_AIM_.
Copy the part of the records below that opens with the line containing "Please indicate the forested" and runs through the last line of the records, both ends included, reproducing each line without change.

* BEGIN INPUT MATERIAL *

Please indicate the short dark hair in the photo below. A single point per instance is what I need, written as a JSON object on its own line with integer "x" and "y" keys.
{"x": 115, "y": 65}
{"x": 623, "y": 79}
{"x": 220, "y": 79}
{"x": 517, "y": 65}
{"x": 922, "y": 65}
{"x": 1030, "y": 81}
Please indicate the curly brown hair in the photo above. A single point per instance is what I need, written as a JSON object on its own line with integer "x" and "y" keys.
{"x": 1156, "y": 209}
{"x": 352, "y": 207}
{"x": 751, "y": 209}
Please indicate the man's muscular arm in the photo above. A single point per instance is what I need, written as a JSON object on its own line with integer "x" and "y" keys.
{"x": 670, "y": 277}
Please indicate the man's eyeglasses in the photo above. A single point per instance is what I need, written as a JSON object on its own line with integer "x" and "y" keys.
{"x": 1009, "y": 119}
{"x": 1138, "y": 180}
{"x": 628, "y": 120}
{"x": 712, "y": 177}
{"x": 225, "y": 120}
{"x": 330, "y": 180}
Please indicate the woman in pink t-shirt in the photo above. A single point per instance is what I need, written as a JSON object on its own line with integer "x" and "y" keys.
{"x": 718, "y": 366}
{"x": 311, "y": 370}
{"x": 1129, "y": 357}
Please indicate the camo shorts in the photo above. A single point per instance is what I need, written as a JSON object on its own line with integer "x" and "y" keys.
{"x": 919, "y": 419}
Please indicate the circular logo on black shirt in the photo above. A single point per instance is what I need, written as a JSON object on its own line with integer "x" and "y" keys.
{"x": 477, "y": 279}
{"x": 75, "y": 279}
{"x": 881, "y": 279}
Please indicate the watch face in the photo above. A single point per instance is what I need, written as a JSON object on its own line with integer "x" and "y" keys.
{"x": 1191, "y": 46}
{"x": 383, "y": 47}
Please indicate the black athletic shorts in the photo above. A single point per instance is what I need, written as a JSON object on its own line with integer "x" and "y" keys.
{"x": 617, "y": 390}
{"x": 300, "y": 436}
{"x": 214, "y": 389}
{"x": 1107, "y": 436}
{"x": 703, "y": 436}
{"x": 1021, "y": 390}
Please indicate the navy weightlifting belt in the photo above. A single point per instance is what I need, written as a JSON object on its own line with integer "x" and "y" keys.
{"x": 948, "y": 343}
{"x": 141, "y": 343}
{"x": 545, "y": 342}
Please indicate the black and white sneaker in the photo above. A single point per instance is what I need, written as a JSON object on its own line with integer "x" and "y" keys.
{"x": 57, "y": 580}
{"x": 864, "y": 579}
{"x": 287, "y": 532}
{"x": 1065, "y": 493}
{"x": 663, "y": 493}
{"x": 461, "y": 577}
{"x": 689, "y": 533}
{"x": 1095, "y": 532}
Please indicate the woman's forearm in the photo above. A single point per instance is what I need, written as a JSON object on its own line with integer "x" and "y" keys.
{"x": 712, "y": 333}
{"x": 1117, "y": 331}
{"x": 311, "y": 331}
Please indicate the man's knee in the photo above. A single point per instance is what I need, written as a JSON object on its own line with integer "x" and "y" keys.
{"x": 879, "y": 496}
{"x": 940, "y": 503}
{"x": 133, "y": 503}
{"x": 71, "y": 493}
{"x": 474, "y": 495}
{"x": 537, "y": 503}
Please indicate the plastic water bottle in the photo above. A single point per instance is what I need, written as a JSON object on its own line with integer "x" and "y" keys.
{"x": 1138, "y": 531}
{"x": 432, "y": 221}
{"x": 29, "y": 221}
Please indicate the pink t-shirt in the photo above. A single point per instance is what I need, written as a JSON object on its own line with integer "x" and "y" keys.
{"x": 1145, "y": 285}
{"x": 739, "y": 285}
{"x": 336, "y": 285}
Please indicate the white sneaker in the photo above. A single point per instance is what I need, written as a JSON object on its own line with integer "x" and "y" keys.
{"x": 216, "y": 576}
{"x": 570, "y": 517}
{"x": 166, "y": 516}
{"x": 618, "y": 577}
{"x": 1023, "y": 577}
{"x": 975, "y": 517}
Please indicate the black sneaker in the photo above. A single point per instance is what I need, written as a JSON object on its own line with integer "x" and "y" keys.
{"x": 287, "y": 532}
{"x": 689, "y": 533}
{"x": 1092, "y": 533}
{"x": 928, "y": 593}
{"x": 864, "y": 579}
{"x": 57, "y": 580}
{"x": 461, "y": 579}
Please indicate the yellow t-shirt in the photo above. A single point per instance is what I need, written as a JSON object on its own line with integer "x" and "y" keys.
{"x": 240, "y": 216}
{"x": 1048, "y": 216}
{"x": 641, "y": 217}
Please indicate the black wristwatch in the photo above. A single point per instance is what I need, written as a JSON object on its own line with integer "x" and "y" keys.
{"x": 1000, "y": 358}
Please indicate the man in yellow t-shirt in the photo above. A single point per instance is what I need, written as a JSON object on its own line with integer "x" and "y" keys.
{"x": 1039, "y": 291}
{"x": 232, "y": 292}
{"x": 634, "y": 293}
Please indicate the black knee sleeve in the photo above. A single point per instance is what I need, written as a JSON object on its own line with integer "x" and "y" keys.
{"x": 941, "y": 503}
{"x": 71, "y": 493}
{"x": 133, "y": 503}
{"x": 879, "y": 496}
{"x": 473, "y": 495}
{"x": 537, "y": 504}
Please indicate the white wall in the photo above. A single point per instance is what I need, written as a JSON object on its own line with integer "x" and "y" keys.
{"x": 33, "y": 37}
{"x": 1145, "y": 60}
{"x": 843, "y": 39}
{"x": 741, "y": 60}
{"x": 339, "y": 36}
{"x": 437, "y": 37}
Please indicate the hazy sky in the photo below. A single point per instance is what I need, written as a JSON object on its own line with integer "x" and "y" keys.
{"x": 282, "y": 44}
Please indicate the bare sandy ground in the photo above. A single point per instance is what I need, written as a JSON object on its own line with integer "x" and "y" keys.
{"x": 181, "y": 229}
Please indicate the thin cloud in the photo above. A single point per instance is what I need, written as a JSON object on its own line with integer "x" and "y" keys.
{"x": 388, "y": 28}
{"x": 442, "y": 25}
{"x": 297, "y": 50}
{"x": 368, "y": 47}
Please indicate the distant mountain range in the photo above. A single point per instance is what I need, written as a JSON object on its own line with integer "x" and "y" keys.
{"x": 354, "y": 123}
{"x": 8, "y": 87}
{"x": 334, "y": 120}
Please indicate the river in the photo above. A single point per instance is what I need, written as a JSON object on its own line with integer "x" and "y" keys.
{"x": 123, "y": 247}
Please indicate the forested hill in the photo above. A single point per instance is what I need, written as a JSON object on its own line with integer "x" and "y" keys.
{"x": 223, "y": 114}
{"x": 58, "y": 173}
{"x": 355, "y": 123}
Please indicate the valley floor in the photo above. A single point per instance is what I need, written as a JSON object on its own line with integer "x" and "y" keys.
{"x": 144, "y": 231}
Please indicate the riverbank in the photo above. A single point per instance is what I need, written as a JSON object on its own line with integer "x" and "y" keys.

* END INPUT MATERIAL *

_ANSWER TO THIS EXERCISE_.
Please indicate the forested hill in the photo above. A single point per instance is what I need, written as a JSON object on its own line with integer "x" and "y" keys.
{"x": 223, "y": 114}
{"x": 58, "y": 173}
{"x": 355, "y": 123}
Please indicate the valley floor in the photo above. A single point per instance is what I need, written as a JSON object on its own line with integer "x" and "y" keys.
{"x": 144, "y": 231}
Please indicate the riverbank in the photo above. A single point per instance is what I need, written as a JSON object on its own line with integer "x" and "y" keys.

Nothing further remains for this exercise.